◆ Your tasks ◆
• A. List every person named in the blog post below about coaching courses.
• B. In the blog post below about coaching courses, in what year did Charlie Unwin and Sarah Huntley begin Centre 10 Sports Psychology training courses?
• C. Decide whether each statement agrees with the blog post below about coaching courses, and back each answer with the deciding words from the post: (i) The writer began the Advanced APEC Coaches course in October. (ii) Andy Thomas works only with riders in one country. (iii) The writer is already qualified to deliver the Testt process.

◆ Source ◆
==============================

I love learning new things, so in October I was so excited to begin the http://www.centre10.com Advanced APEC Coaches course. I wanted to enroll before but struggled to afford it. I had some help from the SEISS due to lack of coaching (self-employed scheme), so I booked myself on. Charlie Unwin and Sarah Huntley began Centre 10 Sports Psychology training courses for riders and coaches in 2017. Training mental skills and resilience has always interested me, so there is the perfect combination of equestrian mental skills. It felt so good to plan and learn new things. I have so much to share with you about it…can’t wait to get coaching.
Another course opportunity came to me which I also said yes to. The chance to be on the first http://www.testt.co.uk Certified Coaches Course with Chartered Physio Andy Thomas. Andy works with riders around the world to improve rider symmetry. He has developed his own process with over 15 years of experience working with riders, called Testt. I will be able to deliver the process to riders when I am qualified later this year.

==============================

◆ Excerpted records ◆
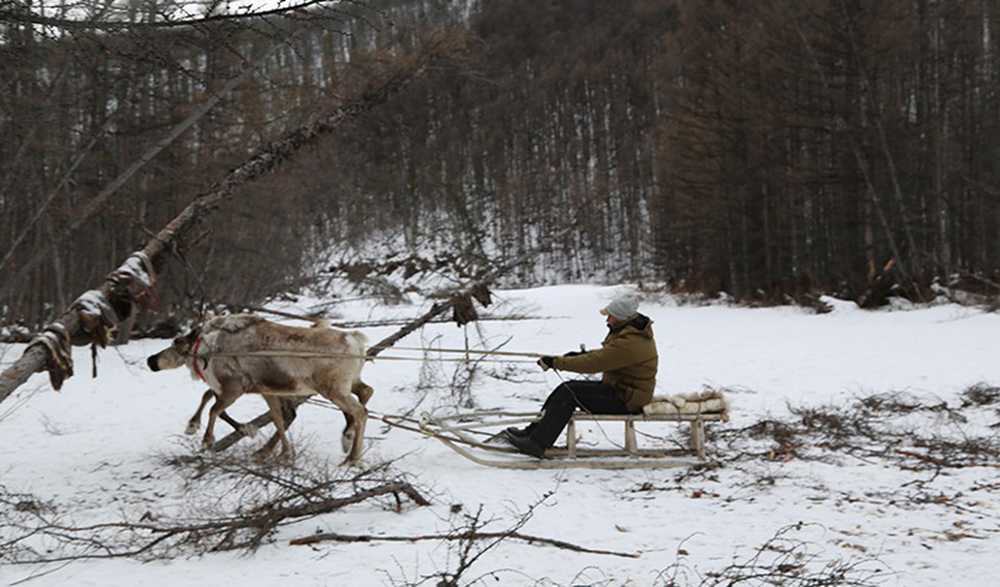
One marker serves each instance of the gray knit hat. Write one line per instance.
(622, 307)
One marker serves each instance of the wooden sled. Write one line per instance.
(477, 436)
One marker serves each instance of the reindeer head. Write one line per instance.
(177, 354)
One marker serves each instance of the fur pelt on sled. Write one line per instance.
(707, 401)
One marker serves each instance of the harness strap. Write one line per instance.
(194, 360)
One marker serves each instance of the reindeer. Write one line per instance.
(243, 353)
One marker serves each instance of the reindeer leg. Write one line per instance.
(195, 422)
(352, 439)
(274, 404)
(225, 398)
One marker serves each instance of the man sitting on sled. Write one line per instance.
(627, 358)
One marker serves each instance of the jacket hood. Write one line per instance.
(641, 323)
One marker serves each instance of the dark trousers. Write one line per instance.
(591, 396)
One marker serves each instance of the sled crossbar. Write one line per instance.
(631, 447)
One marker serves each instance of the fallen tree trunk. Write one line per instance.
(91, 316)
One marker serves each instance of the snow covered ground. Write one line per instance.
(95, 450)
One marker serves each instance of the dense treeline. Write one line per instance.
(765, 148)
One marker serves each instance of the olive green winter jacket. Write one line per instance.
(627, 358)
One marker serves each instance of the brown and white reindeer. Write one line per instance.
(243, 353)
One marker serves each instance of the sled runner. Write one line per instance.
(478, 436)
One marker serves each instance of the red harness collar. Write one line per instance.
(194, 360)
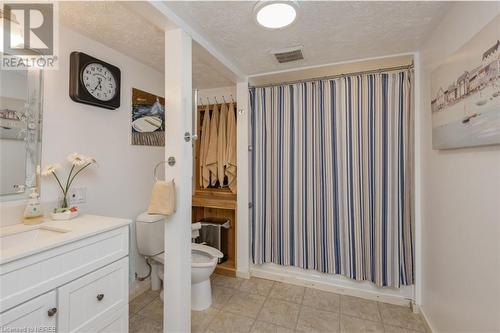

==============================

◆ Solutions to the problems ◆
• A.
Charlie Unwin
Sarah Huntley
Andy Thomas

• B. 2017

• C.
(i) Yes: "in October I was so excited to begin the http://www.centre10.com Advanced APEC Coaches course"
(ii) No: "Andy works with riders around the world to improve rider symmetry"
(iii) No: "I will be able to deliver the process to riders when I am qualified later this year"